───── Data to examine ─────

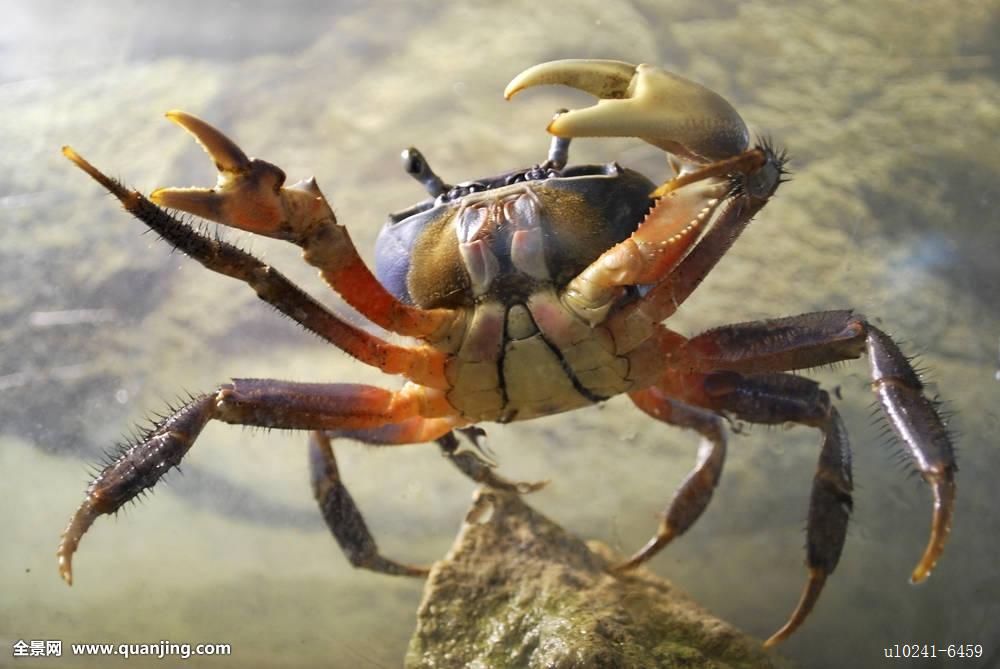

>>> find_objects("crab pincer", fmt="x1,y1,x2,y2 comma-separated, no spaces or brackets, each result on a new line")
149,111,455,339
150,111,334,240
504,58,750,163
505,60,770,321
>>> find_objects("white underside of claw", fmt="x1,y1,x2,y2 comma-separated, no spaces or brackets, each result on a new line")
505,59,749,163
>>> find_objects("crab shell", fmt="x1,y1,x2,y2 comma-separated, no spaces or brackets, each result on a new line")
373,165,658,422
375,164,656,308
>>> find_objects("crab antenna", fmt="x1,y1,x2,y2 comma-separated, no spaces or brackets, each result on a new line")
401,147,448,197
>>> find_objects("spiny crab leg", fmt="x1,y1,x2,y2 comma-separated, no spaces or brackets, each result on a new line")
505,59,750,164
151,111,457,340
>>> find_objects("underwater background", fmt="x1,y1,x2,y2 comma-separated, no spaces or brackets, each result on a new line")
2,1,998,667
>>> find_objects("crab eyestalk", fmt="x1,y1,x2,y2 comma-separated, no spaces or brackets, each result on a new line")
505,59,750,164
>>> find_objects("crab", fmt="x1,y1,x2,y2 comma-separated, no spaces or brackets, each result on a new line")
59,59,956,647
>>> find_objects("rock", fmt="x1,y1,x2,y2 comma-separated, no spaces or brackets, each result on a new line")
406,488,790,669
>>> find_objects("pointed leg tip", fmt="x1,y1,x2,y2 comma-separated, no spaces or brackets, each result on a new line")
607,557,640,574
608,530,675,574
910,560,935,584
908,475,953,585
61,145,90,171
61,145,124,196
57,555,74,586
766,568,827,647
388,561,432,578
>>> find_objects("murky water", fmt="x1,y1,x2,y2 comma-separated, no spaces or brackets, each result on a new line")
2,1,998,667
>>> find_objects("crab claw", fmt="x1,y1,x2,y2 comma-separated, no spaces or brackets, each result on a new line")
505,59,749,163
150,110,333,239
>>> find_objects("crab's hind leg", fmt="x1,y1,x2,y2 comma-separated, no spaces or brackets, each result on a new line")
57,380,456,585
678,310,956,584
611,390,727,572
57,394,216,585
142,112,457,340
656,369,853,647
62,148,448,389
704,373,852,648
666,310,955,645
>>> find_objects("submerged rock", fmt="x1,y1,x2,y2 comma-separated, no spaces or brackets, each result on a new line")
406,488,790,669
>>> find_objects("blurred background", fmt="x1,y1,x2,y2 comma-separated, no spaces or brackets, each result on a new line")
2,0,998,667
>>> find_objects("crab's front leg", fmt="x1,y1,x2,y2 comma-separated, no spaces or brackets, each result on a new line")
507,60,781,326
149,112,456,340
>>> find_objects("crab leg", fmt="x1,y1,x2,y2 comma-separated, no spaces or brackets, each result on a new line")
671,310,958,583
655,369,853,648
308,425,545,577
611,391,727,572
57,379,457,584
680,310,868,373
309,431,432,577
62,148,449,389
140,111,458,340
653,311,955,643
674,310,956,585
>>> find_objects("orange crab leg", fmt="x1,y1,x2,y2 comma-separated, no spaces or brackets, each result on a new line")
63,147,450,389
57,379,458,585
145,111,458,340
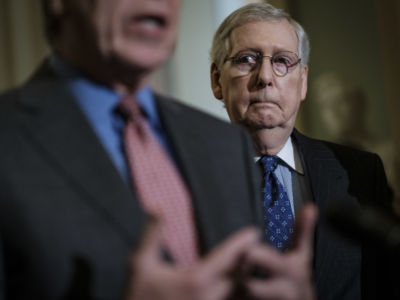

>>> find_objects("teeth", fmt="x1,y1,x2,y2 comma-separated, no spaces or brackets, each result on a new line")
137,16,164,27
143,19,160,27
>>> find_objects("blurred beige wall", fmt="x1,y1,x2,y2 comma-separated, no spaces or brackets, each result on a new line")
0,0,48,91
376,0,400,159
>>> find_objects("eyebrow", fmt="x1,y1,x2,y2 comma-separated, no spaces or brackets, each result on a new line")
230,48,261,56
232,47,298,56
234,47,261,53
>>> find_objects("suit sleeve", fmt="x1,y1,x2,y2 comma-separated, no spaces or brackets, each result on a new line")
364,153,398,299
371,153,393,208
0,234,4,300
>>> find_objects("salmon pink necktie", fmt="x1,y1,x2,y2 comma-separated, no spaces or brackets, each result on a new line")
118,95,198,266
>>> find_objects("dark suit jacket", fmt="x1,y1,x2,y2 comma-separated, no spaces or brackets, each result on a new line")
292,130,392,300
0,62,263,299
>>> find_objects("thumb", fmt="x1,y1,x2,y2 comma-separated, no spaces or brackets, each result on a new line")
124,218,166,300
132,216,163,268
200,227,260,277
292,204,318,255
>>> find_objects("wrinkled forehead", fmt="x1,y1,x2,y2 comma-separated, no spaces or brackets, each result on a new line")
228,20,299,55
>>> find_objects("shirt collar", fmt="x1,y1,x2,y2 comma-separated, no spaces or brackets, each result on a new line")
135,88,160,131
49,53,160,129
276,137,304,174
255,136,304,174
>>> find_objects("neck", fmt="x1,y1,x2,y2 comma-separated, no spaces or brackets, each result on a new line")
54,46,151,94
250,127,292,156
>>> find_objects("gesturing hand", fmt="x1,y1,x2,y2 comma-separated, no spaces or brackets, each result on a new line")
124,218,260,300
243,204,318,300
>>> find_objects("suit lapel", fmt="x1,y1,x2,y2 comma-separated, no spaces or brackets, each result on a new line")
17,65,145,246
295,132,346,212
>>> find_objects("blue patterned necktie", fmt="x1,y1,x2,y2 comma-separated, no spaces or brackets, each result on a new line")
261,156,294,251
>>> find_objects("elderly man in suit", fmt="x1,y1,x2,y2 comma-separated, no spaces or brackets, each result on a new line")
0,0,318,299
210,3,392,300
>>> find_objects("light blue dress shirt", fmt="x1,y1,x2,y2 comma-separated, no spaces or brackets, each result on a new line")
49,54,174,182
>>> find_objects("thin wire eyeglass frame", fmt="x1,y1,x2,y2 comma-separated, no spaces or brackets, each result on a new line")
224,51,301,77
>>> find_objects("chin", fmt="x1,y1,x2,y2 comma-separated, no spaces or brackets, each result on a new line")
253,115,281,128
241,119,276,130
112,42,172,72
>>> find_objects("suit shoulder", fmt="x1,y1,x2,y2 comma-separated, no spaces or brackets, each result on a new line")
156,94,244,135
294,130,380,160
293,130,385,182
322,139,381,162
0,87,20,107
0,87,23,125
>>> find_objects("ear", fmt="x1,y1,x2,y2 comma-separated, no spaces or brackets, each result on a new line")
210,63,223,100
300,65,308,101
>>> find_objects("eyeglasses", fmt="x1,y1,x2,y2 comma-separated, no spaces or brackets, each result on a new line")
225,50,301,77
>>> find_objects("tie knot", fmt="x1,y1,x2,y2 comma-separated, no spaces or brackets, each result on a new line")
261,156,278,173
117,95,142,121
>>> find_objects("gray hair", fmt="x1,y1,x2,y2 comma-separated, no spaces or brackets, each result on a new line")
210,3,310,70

─────

None of the pictures belong in the copy; transcribe the rest of the data exactly.

>>> find_objects("crab pincer", fmt="x1,y1,x2,y2 comma-separated, no spaces or brackets, each result on a new line")
149,111,455,339
150,111,334,240
504,58,750,163
505,60,770,321
>>> find_objects("white underside of claw", fmt="x1,y1,x2,y2 comma-separated, no spaces or brackets, each result on a new line")
505,59,749,163
>>> find_objects("crab shell", fmt="x1,y1,x2,y2 comma-separated, no spaces or brackets, each result on a new line")
373,165,658,422
375,164,656,308
>>> find_objects("crab antenna", fmt="x1,y1,x2,y2 comma-separated, no spaces or brackets, each result on a new line")
401,147,448,197
>>> find_objects("spiny crab leg", fmt="x1,y1,x2,y2 comma-separated, no spaces or brackets, each result on a new line")
505,59,750,164
151,111,457,340
>>> find_objects("underwater background", fmt="x1,y1,x2,y2 comma-separated, no spaces or brackets, each result on a new line")
2,1,998,667
>>> find_objects("crab eyestalk", fmt="x1,y1,x2,y2 comma-separated, no spaces or brackets, each result on a new line")
505,59,750,164
>>> find_objects("crab", fmt="x1,y1,x2,y2 comma-separated, no spaces or brackets, each result on a new line")
59,59,956,647
>>> find_objects("rock", fmt="x1,y1,x2,y2 comma-separated, no spaces or brackets, each result on a new line")
406,488,790,669
>>> find_objects("pointed leg tip", fmt="x1,y1,x2,y2 comma-separated, no spaces or brackets, each result on a new line")
607,557,640,574
608,530,675,574
910,560,935,584
908,475,953,585
61,145,90,171
61,145,124,196
57,555,74,586
766,568,827,647
388,561,432,578
>>> find_objects("murky water", fmt="x1,y1,x2,y2 comma-separated, no spaces or brackets, each result on a new line")
2,1,998,667
>>> find_objects("crab claw", fmt="x1,y1,x2,y2 comma-separated, no spaces or brackets, each result on a new line")
505,59,749,163
150,110,333,239
>>> find_objects("crab's hind leg", fmt="x1,y1,x2,y2 comma-separated, no spaces or brackets, each result on a new line")
57,380,456,585
678,310,956,584
611,390,727,572
57,394,216,585
142,112,457,340
656,369,853,647
62,148,448,389
704,373,852,648
666,310,955,645
>>> find_objects("submerged rock", fmt="x1,y1,x2,y2 comma-separated, no spaces or brackets, each result on a new line")
406,488,790,669
>>> find_objects("blurred background", fmt="x1,y1,x2,y2 comma-separated, no spaces or brackets, each result on a new line")
2,0,998,667
>>> find_objects("crab's front leg", fmt="x1,y1,x2,y2 comma-separated, no spaces or brackets, each result on a new line")
507,60,781,326
149,112,456,340
>>> find_objects("crab leg", fmt="x1,y1,x2,y2 comma-separated, no spaces or brackets, each result on a new line")
671,310,958,583
655,369,853,648
308,425,545,577
611,391,727,572
57,379,457,584
680,310,868,373
309,431,432,577
62,148,449,389
140,111,458,340
653,311,955,643
674,310,956,585
>>> find_objects("orange crab leg", fmt="x1,y1,x2,y2 comma-separated, no spaces or brackets, each result on a new line")
63,147,450,389
57,379,458,585
145,111,458,340

>>> find_objects("teeth", fmt="x1,y1,x2,y2 comma-separated, no spaces or brackets, each result on a new line")
137,16,164,27
143,19,160,27
>>> find_objects("blurred beige wall", fmt="x1,y1,x2,y2 comma-separated, no spaces or brackets, each result on a new line")
0,0,48,91
376,0,400,159
>>> find_objects("eyebrow", fmt="x1,y1,x2,y2 comma-separated, no spaces or brackets, each result on a new line")
230,48,261,56
232,47,298,56
234,47,261,53
>>> find_objects("suit sleeve", fmt="x1,y1,x2,y2 comma-separated, no spaces or brackets, each result on a new line")
364,153,398,299
371,153,393,208
0,234,4,300
>>> find_objects("salmon pink necktie", fmt="x1,y1,x2,y2 comma-separated, no spaces or brackets, each result on a new line")
118,95,198,266
>>> find_objects("dark suit jacket", fmt="x1,y1,x2,y2 comma-separated, no spaces or brackets, each result on a new line")
292,130,392,300
0,62,263,299
>>> find_objects("thumb", fmt="x1,y1,x2,y2 comma-separated, no spaces or brackets, each result on a new line")
124,218,166,300
132,216,163,268
200,227,260,277
292,204,318,255
>>> find_objects("wrinkled forehead", fmt="x1,y1,x2,y2 comma-separated, no spaces or brackets, each result on a new line")
228,20,299,55
>>> find_objects("shirt collar", fmt="x1,y1,x2,y2 comma-separated, no spaces or brackets, each result on a new line")
135,88,160,131
49,53,160,129
276,137,304,174
255,136,304,174
>>> find_objects("neck", fmt="x1,y1,x2,y2 comma-separated, no spaces or brackets, each result on a new line")
54,46,151,94
250,127,292,156
>>> find_objects("gesturing hand", fmt="x1,y1,x2,y2 comma-separated, no spaces or brackets, each result on a new line")
124,218,260,300
243,204,318,300
>>> find_objects("suit lapel", fmt="x1,y1,x2,y2 comma-separated, no spaces or brackets, each result on a new line")
17,65,145,246
295,132,346,212
>>> find_objects("blue patterned necktie", fmt="x1,y1,x2,y2 comma-separated, no spaces or brackets, each result on a new line")
261,156,294,251
>>> find_objects("elderly man in suit", fmt="x1,y1,x2,y2 comma-separated, no spaces or brackets, each result on a new line")
0,0,318,299
210,3,392,300
>>> find_objects("light blue dress shirt", fmt="x1,y1,x2,y2 comma-separated, no spaces or brackets, each result on a new line")
49,54,174,182
>>> find_objects("thin wire eyeglass frame", fmt="x1,y1,x2,y2 comma-separated, no spaces or brackets, each result on a new line")
224,51,301,77
>>> find_objects("chin", fmt="x1,y1,x2,y2 comma-separated, no spaces or brackets, each result on a new line")
253,115,281,128
241,119,276,130
112,42,172,72
>>> find_objects("suit shoulder", fmt="x1,y1,x2,y2 comma-separated, no spaces or brackets, each result on a new line")
156,94,244,135
294,130,380,160
293,130,385,182
322,139,381,162
0,87,20,107
0,87,23,125
>>> find_objects("ear", fmt="x1,y1,x2,y2 comma-separated, no spaces or brackets, each result on a new line")
210,63,223,100
300,65,308,101
>>> find_objects("eyeglasses", fmt="x1,y1,x2,y2 comma-separated, no spaces or brackets, each result on a new line")
225,50,301,77
>>> find_objects("tie knot", fmt="x1,y1,x2,y2 comma-separated, no spaces or brackets, each result on a new line")
261,156,278,173
117,95,142,121
>>> find_objects("gray hair", fmt="x1,y1,x2,y2 comma-separated, no spaces or brackets, each result on a new line")
210,3,310,70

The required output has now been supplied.